Recast the data as a numbered list, beginning at its first line and stopping after the line that contains "256 129 L 255". Drop any blank lines and leave the pictures out.

[start RECORD EXTRACTS]

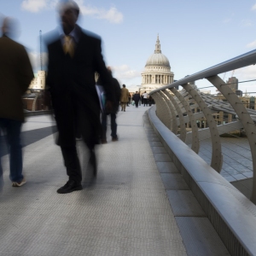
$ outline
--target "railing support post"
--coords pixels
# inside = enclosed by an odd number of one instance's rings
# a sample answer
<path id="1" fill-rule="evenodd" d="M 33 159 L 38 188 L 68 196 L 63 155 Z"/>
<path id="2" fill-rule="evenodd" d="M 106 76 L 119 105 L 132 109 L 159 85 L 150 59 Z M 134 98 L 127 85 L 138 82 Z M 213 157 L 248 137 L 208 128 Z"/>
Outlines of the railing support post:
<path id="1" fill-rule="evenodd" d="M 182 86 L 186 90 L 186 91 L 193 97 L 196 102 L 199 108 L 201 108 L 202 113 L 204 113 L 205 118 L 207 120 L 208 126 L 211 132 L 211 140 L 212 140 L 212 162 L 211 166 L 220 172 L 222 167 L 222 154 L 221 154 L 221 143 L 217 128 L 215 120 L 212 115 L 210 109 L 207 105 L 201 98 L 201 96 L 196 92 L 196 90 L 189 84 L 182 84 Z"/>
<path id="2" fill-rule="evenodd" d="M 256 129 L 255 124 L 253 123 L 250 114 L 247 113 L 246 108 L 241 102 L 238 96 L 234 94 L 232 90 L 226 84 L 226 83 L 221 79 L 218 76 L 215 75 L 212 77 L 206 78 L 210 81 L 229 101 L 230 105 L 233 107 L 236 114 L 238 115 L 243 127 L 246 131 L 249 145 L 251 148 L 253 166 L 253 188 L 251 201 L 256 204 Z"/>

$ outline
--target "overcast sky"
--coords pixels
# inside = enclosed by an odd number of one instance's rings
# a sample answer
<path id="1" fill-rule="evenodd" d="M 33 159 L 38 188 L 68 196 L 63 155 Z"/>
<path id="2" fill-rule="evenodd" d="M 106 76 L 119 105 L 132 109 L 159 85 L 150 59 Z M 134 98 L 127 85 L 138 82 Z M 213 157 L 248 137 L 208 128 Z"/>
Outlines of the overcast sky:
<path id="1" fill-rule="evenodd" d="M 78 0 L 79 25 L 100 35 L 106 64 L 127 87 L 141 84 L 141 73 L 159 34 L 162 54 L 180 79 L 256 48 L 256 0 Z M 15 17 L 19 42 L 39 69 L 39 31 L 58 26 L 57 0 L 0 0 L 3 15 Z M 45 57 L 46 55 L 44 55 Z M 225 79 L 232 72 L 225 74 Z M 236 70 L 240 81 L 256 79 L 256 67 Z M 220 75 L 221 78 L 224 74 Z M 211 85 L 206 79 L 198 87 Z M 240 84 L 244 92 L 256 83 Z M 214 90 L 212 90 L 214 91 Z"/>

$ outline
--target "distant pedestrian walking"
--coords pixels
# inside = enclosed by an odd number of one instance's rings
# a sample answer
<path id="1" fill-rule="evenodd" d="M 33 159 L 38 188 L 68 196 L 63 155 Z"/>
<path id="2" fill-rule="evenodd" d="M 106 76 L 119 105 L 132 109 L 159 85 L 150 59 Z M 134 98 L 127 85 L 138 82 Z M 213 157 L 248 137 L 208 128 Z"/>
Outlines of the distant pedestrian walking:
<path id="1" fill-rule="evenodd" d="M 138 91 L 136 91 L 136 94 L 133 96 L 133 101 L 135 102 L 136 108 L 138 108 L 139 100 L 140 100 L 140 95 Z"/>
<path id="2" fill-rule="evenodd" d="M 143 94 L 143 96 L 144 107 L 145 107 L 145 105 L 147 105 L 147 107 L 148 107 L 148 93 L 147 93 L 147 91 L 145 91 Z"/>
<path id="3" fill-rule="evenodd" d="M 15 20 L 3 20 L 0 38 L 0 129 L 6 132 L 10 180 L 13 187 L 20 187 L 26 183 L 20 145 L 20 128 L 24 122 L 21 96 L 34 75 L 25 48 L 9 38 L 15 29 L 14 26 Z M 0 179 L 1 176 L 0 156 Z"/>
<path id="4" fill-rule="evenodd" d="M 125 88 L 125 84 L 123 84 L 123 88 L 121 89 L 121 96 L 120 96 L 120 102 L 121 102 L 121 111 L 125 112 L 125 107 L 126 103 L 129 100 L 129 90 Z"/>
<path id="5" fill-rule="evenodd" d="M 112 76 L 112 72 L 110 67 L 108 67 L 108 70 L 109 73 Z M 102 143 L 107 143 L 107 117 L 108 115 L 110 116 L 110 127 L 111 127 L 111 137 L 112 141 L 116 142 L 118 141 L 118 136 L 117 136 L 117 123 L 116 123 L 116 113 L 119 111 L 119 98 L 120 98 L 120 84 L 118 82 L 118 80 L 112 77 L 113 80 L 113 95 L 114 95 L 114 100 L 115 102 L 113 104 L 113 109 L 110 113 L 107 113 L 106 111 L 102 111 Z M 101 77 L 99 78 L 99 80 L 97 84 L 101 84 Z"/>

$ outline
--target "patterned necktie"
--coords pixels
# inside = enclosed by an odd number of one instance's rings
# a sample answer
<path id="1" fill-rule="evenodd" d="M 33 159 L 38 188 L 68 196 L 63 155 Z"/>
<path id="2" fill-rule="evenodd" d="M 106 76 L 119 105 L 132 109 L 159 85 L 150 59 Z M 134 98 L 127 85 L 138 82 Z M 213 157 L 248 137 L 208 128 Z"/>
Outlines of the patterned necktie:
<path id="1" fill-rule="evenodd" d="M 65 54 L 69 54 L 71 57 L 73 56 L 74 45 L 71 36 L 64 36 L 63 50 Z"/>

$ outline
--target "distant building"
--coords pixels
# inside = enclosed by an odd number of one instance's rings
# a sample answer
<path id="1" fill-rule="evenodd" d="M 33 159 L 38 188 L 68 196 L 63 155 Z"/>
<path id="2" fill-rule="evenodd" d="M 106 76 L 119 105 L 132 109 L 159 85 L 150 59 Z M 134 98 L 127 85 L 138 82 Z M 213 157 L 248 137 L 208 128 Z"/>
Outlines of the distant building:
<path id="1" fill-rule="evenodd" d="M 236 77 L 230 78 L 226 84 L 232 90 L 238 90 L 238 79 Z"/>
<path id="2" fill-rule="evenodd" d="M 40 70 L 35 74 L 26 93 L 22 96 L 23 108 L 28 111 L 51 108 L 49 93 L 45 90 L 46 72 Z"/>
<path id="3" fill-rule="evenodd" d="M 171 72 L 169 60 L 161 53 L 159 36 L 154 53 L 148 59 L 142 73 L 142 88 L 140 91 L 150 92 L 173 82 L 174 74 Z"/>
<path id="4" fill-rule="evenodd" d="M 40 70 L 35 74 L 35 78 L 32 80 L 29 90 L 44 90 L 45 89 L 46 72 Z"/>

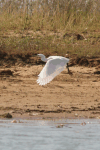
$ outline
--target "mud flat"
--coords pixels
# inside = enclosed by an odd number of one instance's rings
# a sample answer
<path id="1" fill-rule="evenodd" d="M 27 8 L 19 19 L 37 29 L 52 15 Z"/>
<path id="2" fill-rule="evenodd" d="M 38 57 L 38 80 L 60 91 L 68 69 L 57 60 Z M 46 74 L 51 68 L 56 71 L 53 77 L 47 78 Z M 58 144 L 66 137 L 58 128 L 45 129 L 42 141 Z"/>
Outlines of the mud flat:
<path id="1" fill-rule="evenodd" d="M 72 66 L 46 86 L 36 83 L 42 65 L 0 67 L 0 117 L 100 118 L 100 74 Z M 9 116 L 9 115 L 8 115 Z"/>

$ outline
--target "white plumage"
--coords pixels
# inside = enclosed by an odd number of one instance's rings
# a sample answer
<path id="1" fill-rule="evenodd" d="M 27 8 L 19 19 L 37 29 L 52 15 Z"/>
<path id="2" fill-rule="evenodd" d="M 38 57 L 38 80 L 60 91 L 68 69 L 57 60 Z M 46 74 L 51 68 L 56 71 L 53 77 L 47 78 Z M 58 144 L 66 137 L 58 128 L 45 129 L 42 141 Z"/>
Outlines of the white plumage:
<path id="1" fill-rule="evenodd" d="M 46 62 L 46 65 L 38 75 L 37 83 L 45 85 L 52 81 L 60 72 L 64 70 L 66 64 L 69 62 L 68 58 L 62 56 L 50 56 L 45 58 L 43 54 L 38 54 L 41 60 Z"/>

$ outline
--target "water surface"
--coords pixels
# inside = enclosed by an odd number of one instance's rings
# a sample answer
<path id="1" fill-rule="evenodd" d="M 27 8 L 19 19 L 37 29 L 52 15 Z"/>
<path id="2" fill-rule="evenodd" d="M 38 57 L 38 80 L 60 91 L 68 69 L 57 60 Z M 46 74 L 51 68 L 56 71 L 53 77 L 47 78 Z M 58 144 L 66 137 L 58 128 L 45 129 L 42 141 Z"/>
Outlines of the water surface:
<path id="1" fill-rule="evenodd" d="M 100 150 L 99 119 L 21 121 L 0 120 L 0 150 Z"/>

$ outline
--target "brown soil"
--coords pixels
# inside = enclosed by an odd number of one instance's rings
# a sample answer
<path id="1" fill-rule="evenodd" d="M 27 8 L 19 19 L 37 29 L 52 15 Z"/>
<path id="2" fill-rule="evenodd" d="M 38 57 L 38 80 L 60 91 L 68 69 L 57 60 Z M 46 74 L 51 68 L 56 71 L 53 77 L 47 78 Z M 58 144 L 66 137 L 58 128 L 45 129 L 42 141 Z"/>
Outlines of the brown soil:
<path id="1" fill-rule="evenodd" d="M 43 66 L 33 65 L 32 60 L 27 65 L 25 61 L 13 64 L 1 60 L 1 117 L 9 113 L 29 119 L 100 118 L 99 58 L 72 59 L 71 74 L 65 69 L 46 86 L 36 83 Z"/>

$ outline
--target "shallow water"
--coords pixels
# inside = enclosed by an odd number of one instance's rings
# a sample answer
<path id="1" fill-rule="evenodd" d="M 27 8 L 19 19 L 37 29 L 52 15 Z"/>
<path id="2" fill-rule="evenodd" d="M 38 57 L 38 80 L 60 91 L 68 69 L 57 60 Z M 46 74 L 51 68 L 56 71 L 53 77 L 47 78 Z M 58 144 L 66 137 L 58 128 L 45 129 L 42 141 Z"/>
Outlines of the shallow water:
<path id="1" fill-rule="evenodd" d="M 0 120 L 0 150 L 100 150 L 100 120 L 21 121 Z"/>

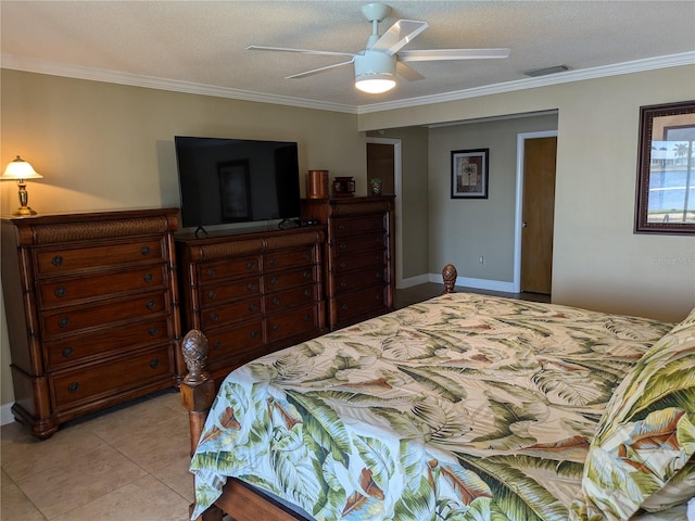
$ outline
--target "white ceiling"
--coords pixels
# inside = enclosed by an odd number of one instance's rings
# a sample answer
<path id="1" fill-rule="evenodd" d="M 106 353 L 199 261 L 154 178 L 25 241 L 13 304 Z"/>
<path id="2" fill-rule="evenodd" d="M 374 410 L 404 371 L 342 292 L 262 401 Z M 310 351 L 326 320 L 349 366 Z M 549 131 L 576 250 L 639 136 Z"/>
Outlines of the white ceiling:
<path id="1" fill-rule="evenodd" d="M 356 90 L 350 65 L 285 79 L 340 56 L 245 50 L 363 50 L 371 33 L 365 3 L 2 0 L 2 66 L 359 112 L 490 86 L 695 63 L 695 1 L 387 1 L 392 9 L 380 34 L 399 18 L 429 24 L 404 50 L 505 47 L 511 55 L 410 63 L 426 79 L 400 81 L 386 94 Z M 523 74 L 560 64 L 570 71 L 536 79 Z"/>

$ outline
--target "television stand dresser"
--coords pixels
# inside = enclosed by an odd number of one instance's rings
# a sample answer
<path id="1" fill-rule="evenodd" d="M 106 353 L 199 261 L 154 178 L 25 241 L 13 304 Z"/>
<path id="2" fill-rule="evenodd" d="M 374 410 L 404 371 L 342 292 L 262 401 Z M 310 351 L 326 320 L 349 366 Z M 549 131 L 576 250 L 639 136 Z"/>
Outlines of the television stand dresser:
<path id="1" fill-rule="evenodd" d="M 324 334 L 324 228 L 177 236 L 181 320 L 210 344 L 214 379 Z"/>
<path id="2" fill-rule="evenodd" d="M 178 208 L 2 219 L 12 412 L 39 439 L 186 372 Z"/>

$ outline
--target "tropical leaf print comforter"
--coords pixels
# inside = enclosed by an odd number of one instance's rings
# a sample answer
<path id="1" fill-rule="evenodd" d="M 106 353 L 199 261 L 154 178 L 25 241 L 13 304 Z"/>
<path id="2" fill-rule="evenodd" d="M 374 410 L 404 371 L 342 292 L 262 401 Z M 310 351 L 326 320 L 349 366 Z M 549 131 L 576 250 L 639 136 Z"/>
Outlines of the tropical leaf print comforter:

[end RECORD EXTRACTS]

§ **CORRECT OUTPUT**
1. $ outline
2. --target "railing support post"
3. --coords pixels
4. # inside = enclosed by an odd number of one instance's rings
5. # a sample answer
6. <path id="1" fill-rule="evenodd" d="M 33 159 L 38 188 L 68 196 L 63 155 Z"/>
7. <path id="2" fill-rule="evenodd" d="M 106 76 L 119 105 L 132 109 L 159 85 L 150 59 Z M 134 98 L 127 85 L 138 82 Z M 213 157 L 248 137 L 208 128 Z"/>
8. Outlines of the railing support post:
9. <path id="1" fill-rule="evenodd" d="M 182 86 L 186 90 L 186 91 L 193 97 L 196 102 L 199 108 L 201 108 L 202 113 L 204 113 L 205 118 L 207 120 L 208 126 L 211 132 L 211 140 L 212 140 L 212 162 L 211 166 L 220 172 L 222 167 L 222 154 L 221 154 L 221 143 L 217 128 L 215 120 L 212 115 L 210 109 L 207 105 L 201 98 L 201 96 L 196 92 L 196 90 L 189 84 L 182 84 Z"/>
10. <path id="2" fill-rule="evenodd" d="M 256 129 L 255 124 L 253 123 L 250 114 L 247 113 L 246 108 L 241 102 L 238 96 L 234 94 L 232 90 L 226 84 L 226 83 L 221 79 L 218 76 L 215 75 L 212 77 L 206 78 L 210 81 L 229 101 L 230 105 L 233 107 L 236 114 L 238 115 L 243 127 L 246 131 L 249 145 L 251 148 L 253 166 L 253 188 L 251 201 L 256 204 Z"/>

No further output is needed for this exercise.